- Exercise details
From the entries below, copy every line that has the word "hand".

- Material provided
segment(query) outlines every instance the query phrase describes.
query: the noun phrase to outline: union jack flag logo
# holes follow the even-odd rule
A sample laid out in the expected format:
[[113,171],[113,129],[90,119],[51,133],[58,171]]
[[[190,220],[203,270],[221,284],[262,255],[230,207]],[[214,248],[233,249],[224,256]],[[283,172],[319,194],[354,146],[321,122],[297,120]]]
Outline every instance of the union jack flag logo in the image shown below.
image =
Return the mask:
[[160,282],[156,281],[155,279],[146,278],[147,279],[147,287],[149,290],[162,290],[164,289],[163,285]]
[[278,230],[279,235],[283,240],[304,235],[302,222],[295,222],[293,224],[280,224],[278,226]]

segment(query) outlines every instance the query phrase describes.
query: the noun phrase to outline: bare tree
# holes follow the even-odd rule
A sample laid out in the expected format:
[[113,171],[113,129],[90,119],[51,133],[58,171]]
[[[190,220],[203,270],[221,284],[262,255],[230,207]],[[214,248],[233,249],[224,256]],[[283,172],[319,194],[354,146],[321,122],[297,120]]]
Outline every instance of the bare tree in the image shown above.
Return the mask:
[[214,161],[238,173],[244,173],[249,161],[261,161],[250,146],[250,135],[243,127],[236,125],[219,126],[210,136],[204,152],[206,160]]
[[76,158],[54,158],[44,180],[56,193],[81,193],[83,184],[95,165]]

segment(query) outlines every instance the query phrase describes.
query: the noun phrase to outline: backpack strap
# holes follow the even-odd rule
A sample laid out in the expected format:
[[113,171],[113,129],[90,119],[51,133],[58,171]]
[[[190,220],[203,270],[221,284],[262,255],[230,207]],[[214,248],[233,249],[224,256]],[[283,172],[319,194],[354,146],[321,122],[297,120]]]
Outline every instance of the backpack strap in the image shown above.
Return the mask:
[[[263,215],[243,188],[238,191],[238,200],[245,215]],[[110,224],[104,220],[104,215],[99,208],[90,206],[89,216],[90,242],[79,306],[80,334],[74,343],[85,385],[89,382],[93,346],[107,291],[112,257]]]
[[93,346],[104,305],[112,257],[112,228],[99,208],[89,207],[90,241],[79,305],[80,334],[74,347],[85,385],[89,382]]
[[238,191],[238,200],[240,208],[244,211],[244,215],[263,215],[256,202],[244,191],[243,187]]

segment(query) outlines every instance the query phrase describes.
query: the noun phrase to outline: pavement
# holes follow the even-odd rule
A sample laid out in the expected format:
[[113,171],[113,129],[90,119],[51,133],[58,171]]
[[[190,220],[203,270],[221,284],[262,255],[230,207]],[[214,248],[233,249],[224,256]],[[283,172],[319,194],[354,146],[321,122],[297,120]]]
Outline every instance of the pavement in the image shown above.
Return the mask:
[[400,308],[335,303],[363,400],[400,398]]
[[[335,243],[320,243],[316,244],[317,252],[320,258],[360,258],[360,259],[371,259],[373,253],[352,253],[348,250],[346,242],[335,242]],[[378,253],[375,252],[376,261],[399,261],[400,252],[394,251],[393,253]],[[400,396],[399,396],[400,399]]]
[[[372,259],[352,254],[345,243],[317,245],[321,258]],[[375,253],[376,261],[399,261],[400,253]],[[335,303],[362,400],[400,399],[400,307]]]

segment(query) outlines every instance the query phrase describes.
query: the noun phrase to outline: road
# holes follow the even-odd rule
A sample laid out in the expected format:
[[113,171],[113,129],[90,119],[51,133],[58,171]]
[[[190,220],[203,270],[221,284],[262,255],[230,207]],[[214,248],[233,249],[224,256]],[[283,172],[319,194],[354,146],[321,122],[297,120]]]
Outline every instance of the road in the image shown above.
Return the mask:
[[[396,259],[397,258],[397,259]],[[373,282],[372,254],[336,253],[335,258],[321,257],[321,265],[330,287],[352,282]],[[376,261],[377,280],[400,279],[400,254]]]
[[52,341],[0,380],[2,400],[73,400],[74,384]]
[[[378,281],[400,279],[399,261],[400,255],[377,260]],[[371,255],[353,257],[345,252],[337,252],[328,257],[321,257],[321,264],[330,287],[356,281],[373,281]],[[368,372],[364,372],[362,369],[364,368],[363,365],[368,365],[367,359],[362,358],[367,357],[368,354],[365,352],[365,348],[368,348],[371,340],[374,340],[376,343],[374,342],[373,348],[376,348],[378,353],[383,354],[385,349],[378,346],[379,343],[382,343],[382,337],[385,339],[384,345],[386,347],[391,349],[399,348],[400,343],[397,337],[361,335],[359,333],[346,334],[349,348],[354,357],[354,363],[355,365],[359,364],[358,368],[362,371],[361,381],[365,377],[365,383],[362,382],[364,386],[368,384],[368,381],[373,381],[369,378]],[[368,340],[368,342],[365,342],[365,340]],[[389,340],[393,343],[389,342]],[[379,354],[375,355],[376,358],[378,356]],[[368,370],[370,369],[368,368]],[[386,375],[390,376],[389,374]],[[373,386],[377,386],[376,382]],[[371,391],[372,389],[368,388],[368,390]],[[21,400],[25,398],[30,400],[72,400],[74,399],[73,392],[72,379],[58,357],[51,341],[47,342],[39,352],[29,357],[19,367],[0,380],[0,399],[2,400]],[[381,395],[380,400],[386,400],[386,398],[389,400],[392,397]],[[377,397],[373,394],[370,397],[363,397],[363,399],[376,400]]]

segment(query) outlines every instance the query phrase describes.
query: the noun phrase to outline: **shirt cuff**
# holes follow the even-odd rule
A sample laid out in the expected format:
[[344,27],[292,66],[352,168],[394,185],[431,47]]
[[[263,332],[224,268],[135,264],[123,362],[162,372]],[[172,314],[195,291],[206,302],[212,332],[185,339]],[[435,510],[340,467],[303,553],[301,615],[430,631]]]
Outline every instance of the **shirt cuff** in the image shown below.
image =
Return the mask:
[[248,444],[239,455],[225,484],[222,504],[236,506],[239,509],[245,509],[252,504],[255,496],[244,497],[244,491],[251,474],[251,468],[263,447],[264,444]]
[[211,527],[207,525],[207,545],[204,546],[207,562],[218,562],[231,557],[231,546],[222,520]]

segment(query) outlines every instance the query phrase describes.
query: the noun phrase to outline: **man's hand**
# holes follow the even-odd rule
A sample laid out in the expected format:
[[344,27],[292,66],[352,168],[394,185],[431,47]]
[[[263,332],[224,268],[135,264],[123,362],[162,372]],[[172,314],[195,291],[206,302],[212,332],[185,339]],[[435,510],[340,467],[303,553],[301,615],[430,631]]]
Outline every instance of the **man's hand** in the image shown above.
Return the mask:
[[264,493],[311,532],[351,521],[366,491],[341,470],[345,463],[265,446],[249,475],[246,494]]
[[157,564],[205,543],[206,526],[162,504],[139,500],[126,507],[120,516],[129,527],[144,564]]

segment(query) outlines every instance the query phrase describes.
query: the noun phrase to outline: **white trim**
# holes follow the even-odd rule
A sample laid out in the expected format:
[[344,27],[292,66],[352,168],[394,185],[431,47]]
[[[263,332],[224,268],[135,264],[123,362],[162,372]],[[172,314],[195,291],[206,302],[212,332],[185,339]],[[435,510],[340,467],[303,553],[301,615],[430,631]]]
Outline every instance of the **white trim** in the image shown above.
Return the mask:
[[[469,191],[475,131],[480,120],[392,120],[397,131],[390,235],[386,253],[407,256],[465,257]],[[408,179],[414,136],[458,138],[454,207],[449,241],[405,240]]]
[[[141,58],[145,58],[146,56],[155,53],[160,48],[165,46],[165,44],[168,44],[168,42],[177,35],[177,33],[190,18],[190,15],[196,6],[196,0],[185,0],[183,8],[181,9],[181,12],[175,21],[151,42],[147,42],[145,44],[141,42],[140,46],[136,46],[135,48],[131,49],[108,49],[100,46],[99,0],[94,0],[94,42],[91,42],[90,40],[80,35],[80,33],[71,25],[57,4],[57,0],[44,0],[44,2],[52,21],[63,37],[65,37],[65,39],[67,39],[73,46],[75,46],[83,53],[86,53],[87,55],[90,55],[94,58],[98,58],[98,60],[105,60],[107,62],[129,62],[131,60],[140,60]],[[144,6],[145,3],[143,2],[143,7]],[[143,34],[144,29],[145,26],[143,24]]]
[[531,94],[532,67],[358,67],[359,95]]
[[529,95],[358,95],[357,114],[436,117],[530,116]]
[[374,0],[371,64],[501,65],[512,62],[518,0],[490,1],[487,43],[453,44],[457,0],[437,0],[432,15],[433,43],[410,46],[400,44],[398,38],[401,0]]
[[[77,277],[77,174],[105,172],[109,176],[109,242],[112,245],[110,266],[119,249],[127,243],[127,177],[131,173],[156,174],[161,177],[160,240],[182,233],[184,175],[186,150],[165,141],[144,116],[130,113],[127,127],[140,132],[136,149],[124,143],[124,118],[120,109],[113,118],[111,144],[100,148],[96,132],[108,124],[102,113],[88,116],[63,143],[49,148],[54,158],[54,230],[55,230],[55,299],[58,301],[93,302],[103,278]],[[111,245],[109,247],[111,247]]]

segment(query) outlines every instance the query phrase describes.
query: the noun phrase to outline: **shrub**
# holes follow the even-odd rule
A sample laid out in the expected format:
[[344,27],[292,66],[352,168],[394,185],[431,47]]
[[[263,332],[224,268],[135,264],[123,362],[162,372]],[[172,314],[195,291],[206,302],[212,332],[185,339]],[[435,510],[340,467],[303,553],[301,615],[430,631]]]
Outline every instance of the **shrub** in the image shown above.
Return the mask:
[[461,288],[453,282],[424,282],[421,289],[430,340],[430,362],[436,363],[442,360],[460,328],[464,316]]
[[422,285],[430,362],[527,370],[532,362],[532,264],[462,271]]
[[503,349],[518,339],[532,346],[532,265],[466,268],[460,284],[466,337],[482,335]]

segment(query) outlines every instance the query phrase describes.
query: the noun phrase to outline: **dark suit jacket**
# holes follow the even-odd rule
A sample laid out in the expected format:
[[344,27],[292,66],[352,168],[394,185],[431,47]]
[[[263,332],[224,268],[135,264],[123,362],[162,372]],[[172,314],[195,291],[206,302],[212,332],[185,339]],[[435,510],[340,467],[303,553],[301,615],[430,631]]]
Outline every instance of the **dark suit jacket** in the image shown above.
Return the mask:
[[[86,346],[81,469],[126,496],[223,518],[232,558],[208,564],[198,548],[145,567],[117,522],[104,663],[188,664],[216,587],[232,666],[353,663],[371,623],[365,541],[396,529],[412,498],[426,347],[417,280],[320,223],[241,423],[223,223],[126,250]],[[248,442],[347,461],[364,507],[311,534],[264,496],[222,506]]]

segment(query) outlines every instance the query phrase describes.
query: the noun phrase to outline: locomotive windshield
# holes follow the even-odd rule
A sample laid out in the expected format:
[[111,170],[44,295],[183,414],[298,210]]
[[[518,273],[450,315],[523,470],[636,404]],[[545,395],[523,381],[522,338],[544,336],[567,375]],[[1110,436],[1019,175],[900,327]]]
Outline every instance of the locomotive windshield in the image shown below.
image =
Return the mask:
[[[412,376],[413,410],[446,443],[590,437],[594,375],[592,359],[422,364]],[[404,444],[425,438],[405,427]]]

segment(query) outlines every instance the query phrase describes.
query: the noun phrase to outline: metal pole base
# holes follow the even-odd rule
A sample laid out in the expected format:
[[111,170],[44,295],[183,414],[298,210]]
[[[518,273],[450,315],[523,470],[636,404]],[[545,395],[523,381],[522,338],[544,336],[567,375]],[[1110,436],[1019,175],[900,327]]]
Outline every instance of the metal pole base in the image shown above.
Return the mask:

- Solved exercise
query: the noun phrase to outline: **man's hand**
Outline every instance of the **man's hand** in the image shown above.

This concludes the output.